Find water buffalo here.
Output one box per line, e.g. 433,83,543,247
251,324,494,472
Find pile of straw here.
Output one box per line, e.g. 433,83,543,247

========================================

> TASK REQUIREMENTS
Repeat the whole listing exactly. Leave nothing out.

> RESPONSE AREA
Find water buffalo here.
Output one box per line, e.g. 433,83,543,247
251,324,494,472
Find pile of straw here.
Output one box per line, e.g. 433,83,543,247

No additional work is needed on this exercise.